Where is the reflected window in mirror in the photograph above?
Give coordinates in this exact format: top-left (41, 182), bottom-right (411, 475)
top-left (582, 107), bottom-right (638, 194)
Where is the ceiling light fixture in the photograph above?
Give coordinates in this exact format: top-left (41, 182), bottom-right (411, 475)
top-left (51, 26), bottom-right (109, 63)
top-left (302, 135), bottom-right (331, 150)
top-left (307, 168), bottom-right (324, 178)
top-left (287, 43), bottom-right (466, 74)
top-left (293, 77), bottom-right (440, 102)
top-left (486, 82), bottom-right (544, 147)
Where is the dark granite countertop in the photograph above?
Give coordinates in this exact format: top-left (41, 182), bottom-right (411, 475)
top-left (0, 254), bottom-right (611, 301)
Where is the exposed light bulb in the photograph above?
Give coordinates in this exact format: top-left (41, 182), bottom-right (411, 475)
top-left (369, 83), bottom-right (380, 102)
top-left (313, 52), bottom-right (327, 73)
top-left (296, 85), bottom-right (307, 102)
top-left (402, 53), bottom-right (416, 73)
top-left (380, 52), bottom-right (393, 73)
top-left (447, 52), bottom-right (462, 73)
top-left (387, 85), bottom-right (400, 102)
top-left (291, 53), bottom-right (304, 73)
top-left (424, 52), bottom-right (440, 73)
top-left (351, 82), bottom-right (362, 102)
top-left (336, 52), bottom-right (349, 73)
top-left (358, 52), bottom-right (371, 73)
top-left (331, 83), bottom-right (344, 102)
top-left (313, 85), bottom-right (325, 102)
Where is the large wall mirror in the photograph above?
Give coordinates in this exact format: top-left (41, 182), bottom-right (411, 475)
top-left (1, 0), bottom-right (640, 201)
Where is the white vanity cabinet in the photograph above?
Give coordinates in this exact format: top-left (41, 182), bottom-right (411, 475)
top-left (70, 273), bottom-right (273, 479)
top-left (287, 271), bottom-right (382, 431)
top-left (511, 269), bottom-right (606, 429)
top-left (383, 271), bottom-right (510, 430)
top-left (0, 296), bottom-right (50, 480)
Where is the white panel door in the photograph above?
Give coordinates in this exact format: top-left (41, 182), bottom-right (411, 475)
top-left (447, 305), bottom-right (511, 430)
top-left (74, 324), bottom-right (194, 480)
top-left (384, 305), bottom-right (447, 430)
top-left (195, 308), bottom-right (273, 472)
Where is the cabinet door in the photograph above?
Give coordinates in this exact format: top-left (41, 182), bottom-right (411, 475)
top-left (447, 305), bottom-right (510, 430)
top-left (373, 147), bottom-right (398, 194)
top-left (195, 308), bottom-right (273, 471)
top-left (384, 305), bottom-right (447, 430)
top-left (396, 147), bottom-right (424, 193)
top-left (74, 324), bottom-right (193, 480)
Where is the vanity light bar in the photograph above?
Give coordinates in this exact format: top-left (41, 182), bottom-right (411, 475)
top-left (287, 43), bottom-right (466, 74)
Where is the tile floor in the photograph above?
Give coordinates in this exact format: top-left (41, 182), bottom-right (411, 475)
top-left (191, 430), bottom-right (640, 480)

* AIM OF THE EXERCISE *
Copy all of the material above line for line, with no changes to wording, numbers, or order.

* RESPONSE *
Where is the reflected window in mirror in the photograph above?
Give coordinates in this exact format: top-left (41, 182), bottom-right (411, 475)
top-left (582, 107), bottom-right (638, 194)
Where is the ceiling light fixture in the photograph above?
Give coordinates in this exact format: top-left (41, 182), bottom-right (411, 475)
top-left (51, 26), bottom-right (109, 63)
top-left (302, 135), bottom-right (331, 150)
top-left (307, 168), bottom-right (324, 178)
top-left (287, 43), bottom-right (466, 74)
top-left (293, 77), bottom-right (440, 102)
top-left (486, 82), bottom-right (544, 147)
Where is the dark granite countertop in the photograph above?
Give coordinates in this exact format: top-left (41, 182), bottom-right (411, 475)
top-left (0, 254), bottom-right (611, 301)
Where is the exposed light bulb in the photograph above?
Give coordinates in this exact format: top-left (41, 182), bottom-right (411, 475)
top-left (369, 83), bottom-right (380, 102)
top-left (313, 52), bottom-right (327, 73)
top-left (296, 85), bottom-right (307, 102)
top-left (402, 53), bottom-right (416, 73)
top-left (380, 52), bottom-right (393, 73)
top-left (447, 52), bottom-right (462, 73)
top-left (387, 85), bottom-right (400, 102)
top-left (291, 53), bottom-right (304, 73)
top-left (424, 52), bottom-right (440, 73)
top-left (351, 82), bottom-right (362, 102)
top-left (336, 52), bottom-right (349, 73)
top-left (358, 52), bottom-right (371, 73)
top-left (331, 83), bottom-right (344, 102)
top-left (313, 85), bottom-right (325, 102)
Where is the large wall mirror in the photograph above?
Give coordinates in this exact format: top-left (41, 182), bottom-right (411, 475)
top-left (1, 0), bottom-right (640, 201)
Where is the white vanity cabinet in the photograph above?
Give coordinates in this exact format: top-left (41, 182), bottom-right (411, 475)
top-left (70, 273), bottom-right (273, 479)
top-left (287, 271), bottom-right (382, 431)
top-left (511, 269), bottom-right (606, 429)
top-left (383, 271), bottom-right (510, 430)
top-left (0, 296), bottom-right (50, 480)
Where is the white panel door in the photograph above?
Give coordinates in this exact format: top-left (41, 182), bottom-right (411, 475)
top-left (447, 305), bottom-right (511, 430)
top-left (74, 324), bottom-right (194, 480)
top-left (384, 305), bottom-right (447, 430)
top-left (195, 308), bottom-right (273, 472)
Where is the cabinet door in the photograph above?
Give coordinates in this exact format: top-left (41, 182), bottom-right (411, 475)
top-left (447, 305), bottom-right (510, 430)
top-left (373, 147), bottom-right (398, 194)
top-left (195, 308), bottom-right (273, 471)
top-left (384, 305), bottom-right (447, 430)
top-left (396, 147), bottom-right (424, 193)
top-left (74, 324), bottom-right (193, 480)
Where is the vanity light bar in the photograph above?
Give coordinates in this exact format: top-left (41, 182), bottom-right (411, 475)
top-left (287, 43), bottom-right (466, 74)
Where is the tile floor in the photograph above?
Give coordinates in this exact format: top-left (41, 182), bottom-right (411, 475)
top-left (191, 430), bottom-right (640, 480)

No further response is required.